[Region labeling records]
- - - - - - -
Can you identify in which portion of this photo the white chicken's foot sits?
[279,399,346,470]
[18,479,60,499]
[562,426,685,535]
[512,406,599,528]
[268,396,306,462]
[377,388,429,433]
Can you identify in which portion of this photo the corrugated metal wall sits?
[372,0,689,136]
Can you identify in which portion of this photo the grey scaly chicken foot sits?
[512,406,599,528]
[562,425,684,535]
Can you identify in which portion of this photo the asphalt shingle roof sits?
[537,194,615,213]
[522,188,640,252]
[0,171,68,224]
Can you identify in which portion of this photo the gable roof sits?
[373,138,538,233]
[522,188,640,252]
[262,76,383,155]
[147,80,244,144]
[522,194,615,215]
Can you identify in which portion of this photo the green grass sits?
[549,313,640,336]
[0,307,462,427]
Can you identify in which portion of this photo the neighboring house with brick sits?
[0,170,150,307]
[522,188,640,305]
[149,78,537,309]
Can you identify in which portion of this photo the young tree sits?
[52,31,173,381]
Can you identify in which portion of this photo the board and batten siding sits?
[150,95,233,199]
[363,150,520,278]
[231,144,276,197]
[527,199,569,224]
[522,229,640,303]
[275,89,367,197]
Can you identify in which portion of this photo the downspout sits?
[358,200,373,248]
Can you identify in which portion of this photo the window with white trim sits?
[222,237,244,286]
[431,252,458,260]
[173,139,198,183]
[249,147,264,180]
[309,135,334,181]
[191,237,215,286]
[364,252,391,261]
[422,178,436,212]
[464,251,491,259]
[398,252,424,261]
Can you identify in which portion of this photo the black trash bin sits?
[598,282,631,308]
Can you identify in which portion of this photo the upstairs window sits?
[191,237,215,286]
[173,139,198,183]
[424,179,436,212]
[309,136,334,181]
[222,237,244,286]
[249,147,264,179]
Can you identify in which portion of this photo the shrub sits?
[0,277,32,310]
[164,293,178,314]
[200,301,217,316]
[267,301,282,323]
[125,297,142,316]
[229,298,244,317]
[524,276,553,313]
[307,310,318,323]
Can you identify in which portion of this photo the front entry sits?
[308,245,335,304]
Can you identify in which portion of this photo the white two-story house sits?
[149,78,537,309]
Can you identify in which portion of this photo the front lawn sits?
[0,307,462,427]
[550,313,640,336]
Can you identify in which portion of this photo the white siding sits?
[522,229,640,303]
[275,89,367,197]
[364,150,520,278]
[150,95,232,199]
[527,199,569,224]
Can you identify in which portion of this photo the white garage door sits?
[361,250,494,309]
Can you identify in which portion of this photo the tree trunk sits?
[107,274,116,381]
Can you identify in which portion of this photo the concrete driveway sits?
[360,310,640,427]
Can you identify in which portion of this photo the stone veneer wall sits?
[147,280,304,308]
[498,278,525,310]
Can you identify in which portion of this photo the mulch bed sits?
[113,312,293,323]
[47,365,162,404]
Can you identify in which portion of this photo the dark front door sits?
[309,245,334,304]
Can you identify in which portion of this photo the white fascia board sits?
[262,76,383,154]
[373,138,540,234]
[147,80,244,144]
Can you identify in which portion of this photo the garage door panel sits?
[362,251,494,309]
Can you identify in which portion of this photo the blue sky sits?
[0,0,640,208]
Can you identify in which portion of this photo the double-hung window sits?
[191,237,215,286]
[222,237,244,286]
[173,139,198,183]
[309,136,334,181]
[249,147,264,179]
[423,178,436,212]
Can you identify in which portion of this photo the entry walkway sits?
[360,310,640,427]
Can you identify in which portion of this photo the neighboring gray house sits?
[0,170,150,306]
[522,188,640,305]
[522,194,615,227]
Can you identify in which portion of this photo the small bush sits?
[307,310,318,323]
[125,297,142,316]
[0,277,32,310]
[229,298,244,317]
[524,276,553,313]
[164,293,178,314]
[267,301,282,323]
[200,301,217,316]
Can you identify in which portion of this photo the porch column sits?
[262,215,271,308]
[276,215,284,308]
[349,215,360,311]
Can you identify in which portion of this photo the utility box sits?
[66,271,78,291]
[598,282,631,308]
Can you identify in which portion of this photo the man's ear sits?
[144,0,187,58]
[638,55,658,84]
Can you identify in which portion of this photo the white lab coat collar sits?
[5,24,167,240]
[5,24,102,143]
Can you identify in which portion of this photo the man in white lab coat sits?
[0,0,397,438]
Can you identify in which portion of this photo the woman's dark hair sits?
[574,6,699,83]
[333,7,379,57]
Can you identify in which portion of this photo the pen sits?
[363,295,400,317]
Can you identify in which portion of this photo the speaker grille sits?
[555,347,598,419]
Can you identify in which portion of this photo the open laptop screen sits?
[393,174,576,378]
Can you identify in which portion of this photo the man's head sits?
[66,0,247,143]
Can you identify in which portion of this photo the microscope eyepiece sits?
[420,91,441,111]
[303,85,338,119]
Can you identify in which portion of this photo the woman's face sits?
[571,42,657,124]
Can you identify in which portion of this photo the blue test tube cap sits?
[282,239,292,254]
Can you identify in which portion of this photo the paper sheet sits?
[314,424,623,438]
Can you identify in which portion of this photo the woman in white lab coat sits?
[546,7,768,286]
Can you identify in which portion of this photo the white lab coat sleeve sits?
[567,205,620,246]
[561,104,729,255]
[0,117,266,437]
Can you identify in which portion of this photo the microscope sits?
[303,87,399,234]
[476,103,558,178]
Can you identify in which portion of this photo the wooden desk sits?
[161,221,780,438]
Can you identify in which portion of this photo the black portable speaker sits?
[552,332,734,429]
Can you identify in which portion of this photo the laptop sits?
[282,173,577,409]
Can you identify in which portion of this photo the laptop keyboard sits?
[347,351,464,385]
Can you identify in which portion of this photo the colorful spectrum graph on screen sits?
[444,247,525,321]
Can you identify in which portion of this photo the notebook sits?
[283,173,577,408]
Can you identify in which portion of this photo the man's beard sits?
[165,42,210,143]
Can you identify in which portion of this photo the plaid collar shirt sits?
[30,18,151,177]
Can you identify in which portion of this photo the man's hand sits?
- - - - - - -
Arrange every line of the listing above as a numbered list, omitting any blank lines.

Result for this task =
1. Can you identify in which portion of this photo the white chicken's foot sits?
2. [279,399,346,470]
3. [18,479,60,499]
4. [562,426,685,535]
5. [512,406,599,528]
6. [268,396,306,462]
7. [377,388,429,433]
8. Can you identify in which portion of this photo the corrugated metal wall sits?
9. [372,0,689,136]
10. Can you identify in which portion of this photo the grey scaly chicken foot sits?
11. [512,406,599,528]
12. [562,425,684,535]
13. Can you identify in which portion of this photo the asphalt shingle roof sits?
14. [537,194,615,213]
15. [522,188,640,252]
16. [0,171,68,224]
17. Can you identify in which portion of this photo the gable roof sits?
18. [373,138,538,233]
19. [522,188,640,252]
20. [262,76,383,155]
21. [147,80,244,144]
22. [522,194,615,215]
23. Can you identify in which portion of this photo the green grass sits?
24. [549,313,640,336]
25. [0,307,462,427]
26. Can you identify in which portion of this photo the neighboring house with brick sits?
27. [0,170,150,307]
28. [522,188,640,305]
29. [149,78,537,309]
30. Can you identify in which portion of this photo the young tree sits?
31. [52,31,173,381]
32. Can you identify in which portion of this photo the board and batten siding sits?
33. [150,95,233,199]
34. [363,150,520,278]
35. [231,144,276,197]
36. [527,199,569,224]
37. [522,229,640,303]
38. [275,89,367,197]
39. Can you identify in which portion of this photo the downspout sits?
40. [358,200,373,248]
41. Can you identify in which portion of this photo the window with white trim sits?
42. [222,237,244,286]
43. [431,252,458,260]
44. [173,139,198,183]
45. [249,147,264,180]
46. [309,135,334,181]
47. [191,237,215,286]
48. [364,252,391,261]
49. [422,178,436,212]
50. [464,251,491,259]
51. [398,252,424,261]
52. Can you identify in which portion of this photo the black trash bin sits?
53. [598,282,631,308]
54. Can you identify in which portion of this photo the upstairs window sits?
55. [191,237,215,286]
56. [173,139,198,183]
57. [424,179,436,212]
58. [309,136,334,181]
59. [222,237,244,286]
60. [249,147,264,179]
61. Can you identify in which portion of this photo the shrub sits?
62. [0,277,32,310]
63. [164,293,178,314]
64. [200,301,217,316]
65. [267,301,282,323]
66. [125,297,142,316]
67. [229,298,244,317]
68. [524,276,553,313]
69. [307,310,318,323]
70. Can you identify in which portion of this photo the front entry sits?
71. [308,245,335,304]
72. Can you identify in which portion of this photo the white two-story house sits?
73. [149,78,537,309]
74. Can you identify in which portion of this photo the front lawn sits?
75. [0,307,462,427]
76. [550,313,640,336]
77. Can you identify in which portion of this photo the white siding sits?
78. [522,229,640,303]
79. [275,89,367,197]
80. [364,150,520,278]
81. [150,95,232,199]
82. [527,199,569,224]
83. Can you identify in which portion of this photo the white garage door sits?
84. [361,250,494,309]
85. Can you identify in which portion of this photo the tree trunk sits?
86. [107,274,116,381]
87. Can you identify in which portion of this photo the concrete driveway sits?
88. [360,310,640,427]
89. Can you identify in which portion of this photo the stone veneer wall sits?
90. [147,280,304,308]
91. [498,278,525,310]
92. Can you identify in which portion of this photo the mulch bed sits?
93. [113,312,293,323]
94. [47,365,162,404]
95. Can you identify in which portion of this photo the dark front door sits?
96. [309,245,334,304]
97. Can you identify in which portion of this photo the white fascia board sits?
98. [262,76,383,154]
99. [373,138,540,234]
100. [147,80,244,144]
101. Can you identify in which portion of this photo the garage door panel sits?
102. [362,251,494,309]
103. Can you identify in which portion of this photo the blue sky sits?
104. [0,0,640,208]
105. Can you identify in which portion of this photo the double-hung window sits?
106. [191,237,215,286]
107. [222,237,244,286]
108. [173,139,198,183]
109. [309,136,334,181]
110. [249,147,264,179]
111. [423,178,436,212]
112. Can you identify in which portion of this photo the entry walkway sits?
113. [360,310,640,427]
114. Can you identify in which portion of this photo the neighboring gray house sits?
115. [0,170,150,306]
116. [522,188,640,305]
117. [522,194,615,227]
118. Can you identify in which portion of this photo the small bush sits?
119. [307,310,318,323]
120. [125,297,142,316]
121. [0,277,32,310]
122. [229,298,244,317]
123. [524,276,553,313]
124. [164,293,178,314]
125. [267,301,282,323]
126. [200,301,217,316]
127. Can you identify in which portion of this photo the porch column sits?
128. [262,215,271,308]
129. [276,215,284,308]
130. [349,215,360,311]
131. Can you identify in which portion of this photo the utility box sits?
132. [66,271,78,291]
133. [598,282,631,308]
134. Can you identify in which portion of this photo the man's ear sits?
135. [144,0,187,58]
136. [638,55,658,84]
137. Can you identify in which portion of this photo the white lab coat collar sits?
138. [5,24,167,240]
139. [5,24,102,143]
140. Can you identify in which portion of this photo the man in white lab coat sits?
141. [0,0,397,438]
142. Can you identify in which portion of this photo the woman's dark hair sits?
143. [574,6,699,83]
144. [333,7,379,57]
145. Can you identify in which portion of this photo the pen sits?
146. [363,295,400,317]
147. Can you identify in which portion of this photo the speaker grille sits?
148. [555,347,598,419]
149. Can you identify in which portion of this photo the open laptop screen sits?
150. [393,174,576,378]
151. Can you identify in which portion of this photo the man's head sits?
152. [66,0,247,143]
153. Can you identify in which portion of this photo the microscope eyepiece sits?
154. [420,91,441,111]
155. [303,85,338,119]
156. Can you identify in which portion of this photo the woman's face sits?
157. [571,42,657,124]
158. Can you identify in which portion of this photo the blue test tube cap sits?
159. [282,239,292,254]
160. Can you identify in which portion of this photo the paper sheet sits?
161. [314,424,623,438]
162. Can you identify in which portion of this photo the woman in white lab coat sits?
163. [546,7,768,286]
164. Can you identify in which portion of this photo the white lab coat sleeve sits?
165. [567,205,620,246]
166. [561,104,729,255]
167. [0,117,266,437]
168. Can you identify in which portion of this photo the microscope sits?
169. [303,87,399,234]
170. [476,103,558,178]
171. Can you identify in which portion of this photo the wooden desk sits?
172. [161,221,780,438]
173. Can you identify in which portion of this photo the black portable speaker sits?
174. [552,332,734,429]
175. Can you identify in which portion of this photo the laptop sits?
176. [282,173,577,409]
177. Can you identify in which portion of this photo the laptop keyboard sits?
178. [347,351,464,385]
179. Can you identify in which portion of this photo the colorful spectrum graph on screen sits?
180. [444,247,525,321]
181. Can you identify in which portion of this photo the notebook sits?
182. [283,173,577,408]
183. Can you identify in which portion of this photo the man's beard sits?
184. [165,42,210,143]
185. Can you identify in which portion of this photo the plaid collar shirt sits?
186. [30,18,151,177]
187. Can you identify in which portion of this photo the man's hand sits?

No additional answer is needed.